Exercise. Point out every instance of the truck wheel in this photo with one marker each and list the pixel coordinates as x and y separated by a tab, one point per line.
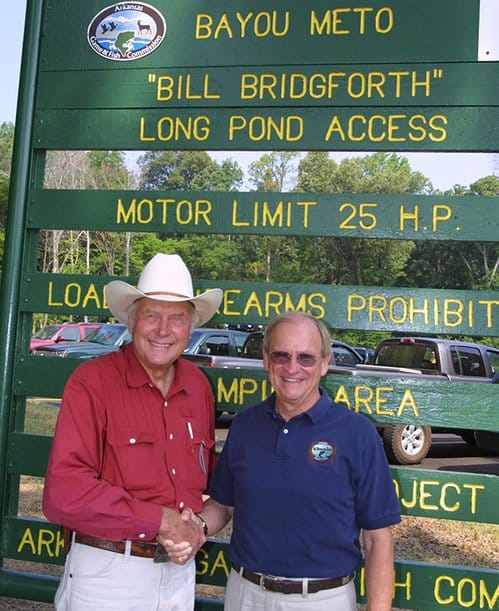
406	444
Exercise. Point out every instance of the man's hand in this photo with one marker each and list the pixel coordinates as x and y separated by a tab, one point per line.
180	534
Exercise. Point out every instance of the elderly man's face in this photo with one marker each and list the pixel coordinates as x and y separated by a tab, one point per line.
296	385
160	332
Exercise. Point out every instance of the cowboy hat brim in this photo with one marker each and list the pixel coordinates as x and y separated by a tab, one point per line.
121	295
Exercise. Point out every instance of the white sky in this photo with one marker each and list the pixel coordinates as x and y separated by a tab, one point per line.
443	169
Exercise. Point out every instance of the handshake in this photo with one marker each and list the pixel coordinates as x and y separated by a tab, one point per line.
180	536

________________________________________

- Given instruction
Images do not belong in the copy; reproduce all other parts of the records above verbatim.

- Result of the exercise
Exercise. Point out every instance of the truck wheel in this photo with one marker each and list the pixel coordinates as x and y separated by a tab, one point per line.
406	444
Exercise. Point out every instance of the man's hand in this photo with one marker each and list the pixel coordinates as x and y separated by a tab, one point per line.
180	534
Exercise. Point out every instance of the elderly man's face in this photo with one marker each and list the pixel coordinates as x and y separated by a tab, one point per line.
296	385
160	332
Exercise. Point out every instance of the cowboy hat brim in this photo with one marker each and list the pixel coordinates as x and y separated by a tab, one point per line.
121	295
Exercise. Point out every instance of the white sky in this photo with one marker each and list the pixel coordinates as x and y separated by a tab, one point per line.
443	169
Exercise. Point out every instance of the handshake in this photo with one marker each and list the pixel coordinates as x and y separated by a tab, one point per line.
180	536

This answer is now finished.